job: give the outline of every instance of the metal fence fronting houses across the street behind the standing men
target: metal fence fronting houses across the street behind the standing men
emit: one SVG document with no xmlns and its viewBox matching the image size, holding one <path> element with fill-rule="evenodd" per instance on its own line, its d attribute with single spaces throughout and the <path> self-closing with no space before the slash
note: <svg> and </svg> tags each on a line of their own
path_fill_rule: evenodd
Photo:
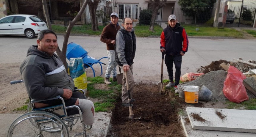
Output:
<svg viewBox="0 0 256 137">
<path fill-rule="evenodd" d="M 187 10 L 188 13 L 184 13 L 183 10 Z M 181 23 L 191 24 L 191 23 L 205 23 L 214 17 L 216 8 L 215 7 L 172 7 L 172 12 L 170 14 L 175 14 L 177 19 Z M 157 12 L 155 19 L 155 25 L 161 26 L 162 23 L 162 11 L 160 8 Z M 123 18 L 129 17 L 133 21 L 133 26 L 148 26 L 152 16 L 152 10 L 148 7 L 138 7 L 138 4 L 118 4 L 117 7 L 111 6 L 98 6 L 97 7 L 97 19 L 98 23 L 102 25 L 107 25 L 110 21 L 110 14 L 116 12 L 119 15 L 118 23 L 121 24 Z M 90 12 L 85 10 L 85 23 L 90 22 Z M 167 22 L 167 21 L 166 21 Z"/>
</svg>

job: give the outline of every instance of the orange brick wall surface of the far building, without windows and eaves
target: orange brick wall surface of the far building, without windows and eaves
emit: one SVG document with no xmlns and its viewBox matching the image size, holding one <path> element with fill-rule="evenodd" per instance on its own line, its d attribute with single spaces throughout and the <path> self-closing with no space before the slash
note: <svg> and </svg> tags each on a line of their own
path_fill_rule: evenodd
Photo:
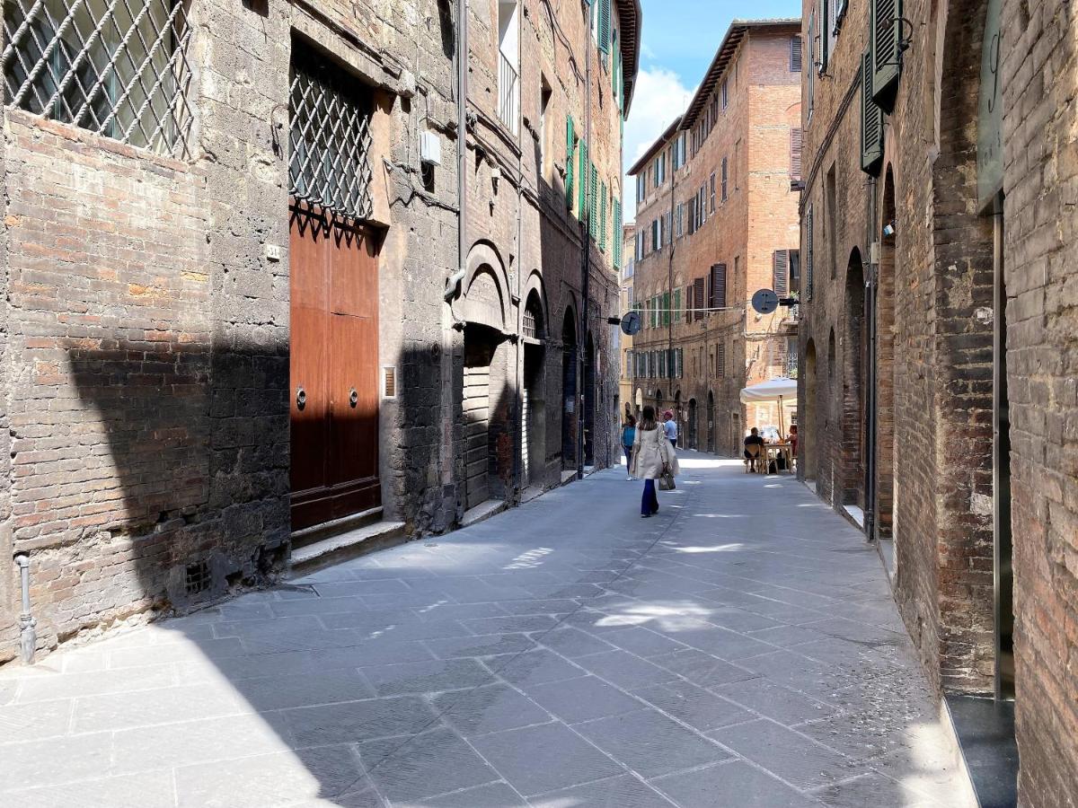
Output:
<svg viewBox="0 0 1078 808">
<path fill-rule="evenodd" d="M 648 254 L 637 262 L 637 302 L 669 290 L 673 275 L 673 288 L 681 291 L 685 307 L 686 288 L 697 278 L 706 278 L 713 264 L 727 265 L 727 306 L 732 310 L 692 322 L 675 315 L 672 329 L 648 328 L 634 339 L 634 351 L 665 350 L 672 339 L 682 351 L 682 378 L 638 379 L 636 387 L 648 391 L 647 403 L 654 403 L 659 389 L 665 396 L 664 406 L 680 401 L 680 443 L 701 450 L 714 445 L 721 454 L 740 456 L 742 438 L 750 427 L 778 423 L 775 408 L 751 407 L 746 412 L 740 393 L 746 385 L 783 374 L 776 358 L 786 347 L 786 332 L 780 326 L 786 310 L 759 316 L 748 302 L 758 289 L 773 285 L 774 251 L 798 245 L 797 196 L 790 193 L 790 129 L 800 119 L 799 78 L 789 70 L 789 39 L 794 31 L 794 26 L 751 30 L 742 41 L 727 68 L 728 105 L 723 110 L 720 103 L 715 128 L 695 154 L 691 133 L 686 133 L 687 165 L 673 171 L 668 162 L 668 179 L 659 189 L 649 182 L 647 198 L 637 210 L 637 232 L 649 239 L 651 221 L 672 209 L 671 182 L 675 217 L 678 204 L 683 204 L 686 211 L 683 235 L 674 242 L 673 266 L 669 245 L 652 252 L 650 241 Z M 721 191 L 723 157 L 728 164 L 725 200 Z M 690 235 L 688 208 L 705 184 L 707 221 Z M 696 305 L 705 307 L 706 303 Z M 720 357 L 724 357 L 721 368 Z M 714 400 L 710 418 L 709 396 Z M 695 414 L 695 427 L 690 413 Z M 758 422 L 758 418 L 762 420 Z M 714 430 L 710 443 L 709 423 Z"/>
</svg>

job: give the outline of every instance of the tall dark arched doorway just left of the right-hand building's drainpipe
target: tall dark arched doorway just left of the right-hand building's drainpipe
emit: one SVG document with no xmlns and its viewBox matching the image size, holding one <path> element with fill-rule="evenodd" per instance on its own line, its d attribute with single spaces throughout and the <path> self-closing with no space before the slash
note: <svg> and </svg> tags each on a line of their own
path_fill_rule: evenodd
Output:
<svg viewBox="0 0 1078 808">
<path fill-rule="evenodd" d="M 866 507 L 865 500 L 865 270 L 854 248 L 846 265 L 842 335 L 842 491 L 841 504 Z"/>
</svg>

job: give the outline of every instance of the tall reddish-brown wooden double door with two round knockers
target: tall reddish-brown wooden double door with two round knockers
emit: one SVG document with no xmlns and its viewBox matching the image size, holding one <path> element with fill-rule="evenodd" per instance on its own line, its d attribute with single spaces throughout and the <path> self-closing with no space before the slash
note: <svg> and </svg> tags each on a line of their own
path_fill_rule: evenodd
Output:
<svg viewBox="0 0 1078 808">
<path fill-rule="evenodd" d="M 293 207 L 290 250 L 298 530 L 382 503 L 378 281 L 374 236 L 363 228 Z"/>
</svg>

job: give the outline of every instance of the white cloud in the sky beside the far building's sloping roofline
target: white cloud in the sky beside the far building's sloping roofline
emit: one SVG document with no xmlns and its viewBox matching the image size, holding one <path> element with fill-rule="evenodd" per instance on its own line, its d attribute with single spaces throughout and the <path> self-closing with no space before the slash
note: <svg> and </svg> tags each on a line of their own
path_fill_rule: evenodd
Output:
<svg viewBox="0 0 1078 808">
<path fill-rule="evenodd" d="M 672 70 L 654 68 L 637 73 L 633 107 L 625 122 L 623 169 L 636 163 L 674 119 L 685 112 L 695 92 L 694 87 L 686 87 Z M 623 187 L 624 221 L 630 222 L 636 215 L 636 181 L 626 175 Z"/>
</svg>

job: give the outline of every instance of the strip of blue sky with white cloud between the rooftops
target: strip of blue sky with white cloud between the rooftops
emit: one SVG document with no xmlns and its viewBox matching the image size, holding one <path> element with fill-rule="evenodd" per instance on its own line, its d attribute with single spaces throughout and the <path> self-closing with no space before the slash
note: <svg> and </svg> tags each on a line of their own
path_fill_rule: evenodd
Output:
<svg viewBox="0 0 1078 808">
<path fill-rule="evenodd" d="M 625 122 L 625 168 L 683 110 L 731 20 L 796 17 L 800 0 L 640 0 L 640 73 Z M 635 185 L 625 178 L 625 221 L 636 213 Z"/>
</svg>

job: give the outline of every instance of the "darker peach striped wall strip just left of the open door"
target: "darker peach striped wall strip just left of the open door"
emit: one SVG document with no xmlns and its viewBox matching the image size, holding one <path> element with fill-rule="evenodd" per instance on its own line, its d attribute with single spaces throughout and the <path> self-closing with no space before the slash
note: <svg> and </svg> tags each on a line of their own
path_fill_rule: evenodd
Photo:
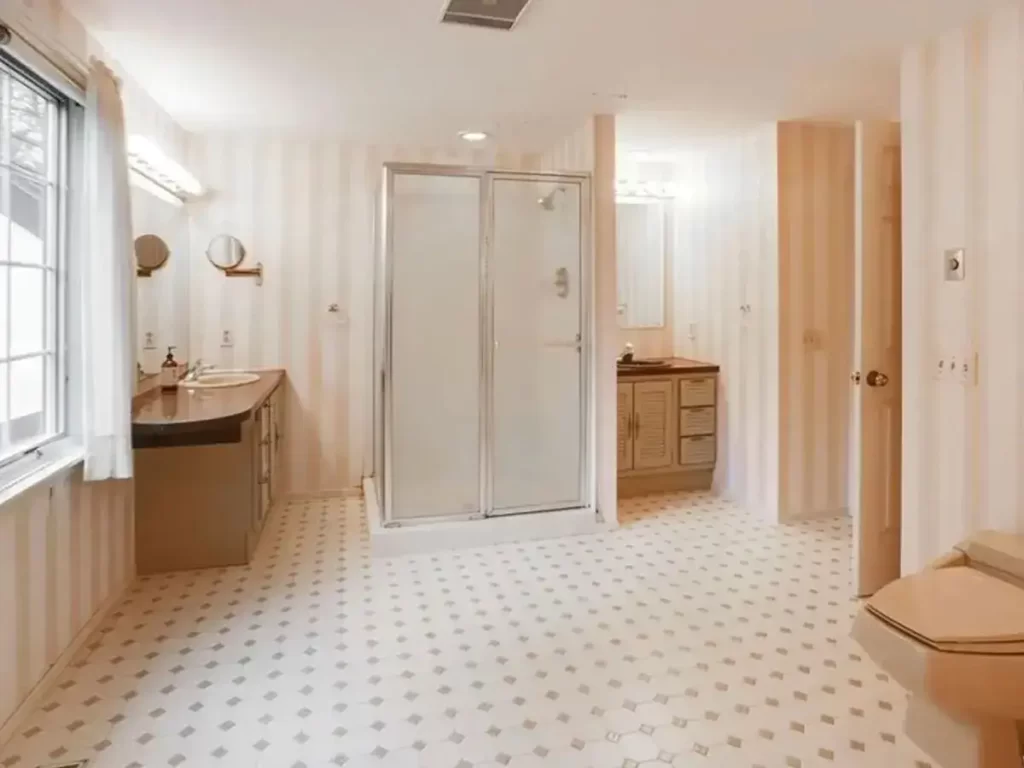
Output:
<svg viewBox="0 0 1024 768">
<path fill-rule="evenodd" d="M 846 511 L 853 370 L 854 128 L 780 123 L 779 511 Z"/>
</svg>

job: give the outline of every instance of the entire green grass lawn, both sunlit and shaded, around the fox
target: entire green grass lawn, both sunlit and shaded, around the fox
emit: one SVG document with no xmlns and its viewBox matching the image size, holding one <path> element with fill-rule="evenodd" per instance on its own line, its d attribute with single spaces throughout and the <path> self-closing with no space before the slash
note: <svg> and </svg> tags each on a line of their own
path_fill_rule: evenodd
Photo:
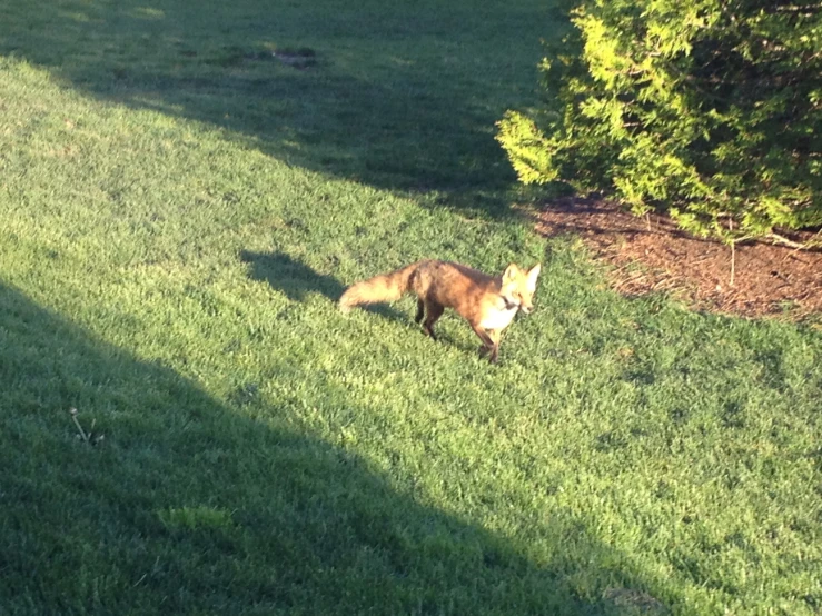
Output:
<svg viewBox="0 0 822 616">
<path fill-rule="evenodd" d="M 0 7 L 0 614 L 822 609 L 822 336 L 507 215 L 548 7 L 182 4 Z M 499 366 L 336 309 L 422 257 L 543 261 Z"/>
</svg>

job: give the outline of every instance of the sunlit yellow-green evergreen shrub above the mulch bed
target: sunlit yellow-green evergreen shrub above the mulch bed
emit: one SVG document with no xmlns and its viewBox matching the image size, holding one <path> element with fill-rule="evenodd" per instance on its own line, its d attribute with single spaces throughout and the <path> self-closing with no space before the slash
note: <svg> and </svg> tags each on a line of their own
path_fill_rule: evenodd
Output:
<svg viewBox="0 0 822 616">
<path fill-rule="evenodd" d="M 726 241 L 822 225 L 822 7 L 582 0 L 548 43 L 544 107 L 497 139 L 523 182 L 667 208 Z"/>
</svg>

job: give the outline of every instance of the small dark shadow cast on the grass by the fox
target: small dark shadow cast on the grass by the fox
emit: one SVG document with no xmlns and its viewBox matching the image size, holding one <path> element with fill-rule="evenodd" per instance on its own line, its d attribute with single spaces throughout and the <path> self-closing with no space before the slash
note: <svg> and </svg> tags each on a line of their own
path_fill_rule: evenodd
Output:
<svg viewBox="0 0 822 616">
<path fill-rule="evenodd" d="M 319 274 L 285 252 L 242 250 L 240 259 L 250 265 L 249 276 L 254 280 L 268 282 L 273 289 L 286 294 L 293 301 L 305 301 L 308 294 L 317 292 L 336 304 L 346 289 L 345 285 L 334 276 Z M 387 319 L 414 322 L 410 316 L 385 305 L 364 306 L 363 308 Z"/>
</svg>

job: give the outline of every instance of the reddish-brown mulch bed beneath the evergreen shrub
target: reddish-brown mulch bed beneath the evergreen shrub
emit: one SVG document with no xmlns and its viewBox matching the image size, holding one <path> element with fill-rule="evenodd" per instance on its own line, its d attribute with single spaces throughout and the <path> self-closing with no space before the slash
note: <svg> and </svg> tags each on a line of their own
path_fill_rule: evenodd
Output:
<svg viewBox="0 0 822 616">
<path fill-rule="evenodd" d="M 604 199 L 563 198 L 537 215 L 545 236 L 574 234 L 613 266 L 610 280 L 628 296 L 665 291 L 703 310 L 802 320 L 822 314 L 822 250 L 750 242 L 731 249 L 680 230 L 667 217 L 637 218 Z M 803 241 L 812 234 L 796 234 Z"/>
</svg>

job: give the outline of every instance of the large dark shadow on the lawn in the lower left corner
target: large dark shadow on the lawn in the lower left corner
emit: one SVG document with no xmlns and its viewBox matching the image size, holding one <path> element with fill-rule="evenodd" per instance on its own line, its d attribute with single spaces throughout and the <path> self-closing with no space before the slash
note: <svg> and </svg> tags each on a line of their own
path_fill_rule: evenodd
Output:
<svg viewBox="0 0 822 616">
<path fill-rule="evenodd" d="M 573 547 L 537 566 L 254 390 L 221 403 L 2 285 L 0 380 L 10 614 L 626 614 L 647 597 L 571 517 L 555 530 Z M 75 437 L 71 407 L 103 441 Z M 581 578 L 621 588 L 585 599 Z"/>
</svg>

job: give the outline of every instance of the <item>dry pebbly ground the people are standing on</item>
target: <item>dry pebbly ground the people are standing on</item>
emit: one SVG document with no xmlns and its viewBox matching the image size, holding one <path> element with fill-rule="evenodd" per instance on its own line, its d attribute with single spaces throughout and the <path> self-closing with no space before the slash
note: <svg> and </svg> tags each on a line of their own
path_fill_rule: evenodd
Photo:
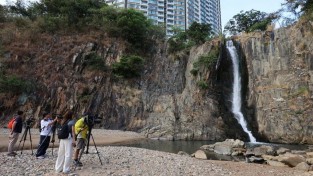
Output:
<svg viewBox="0 0 313 176">
<path fill-rule="evenodd" d="M 4 152 L 7 145 L 7 131 L 2 129 L 0 134 L 0 175 L 63 175 L 54 172 L 57 149 L 48 149 L 45 159 L 36 159 L 31 150 L 19 151 L 15 157 L 9 157 Z M 312 172 L 304 172 L 286 167 L 273 167 L 244 162 L 200 160 L 190 156 L 152 151 L 147 149 L 109 146 L 109 144 L 136 140 L 142 138 L 134 132 L 112 130 L 94 130 L 94 138 L 98 145 L 100 159 L 94 146 L 90 146 L 89 154 L 83 154 L 81 161 L 84 166 L 72 168 L 69 175 L 206 175 L 206 176 L 309 176 Z M 37 145 L 38 133 L 32 131 L 33 145 Z M 37 139 L 36 139 L 37 138 Z M 18 141 L 19 143 L 19 141 Z M 17 145 L 18 145 L 17 143 Z M 29 147 L 29 139 L 25 146 Z M 56 142 L 57 145 L 58 142 Z M 102 147 L 99 147 L 99 146 Z M 103 146 L 106 145 L 106 146 Z M 34 150 L 35 152 L 35 150 Z"/>
</svg>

What is needed ->
Your answer must be one number: how many lines of the data contain "striped".

Output of the exercise ->
2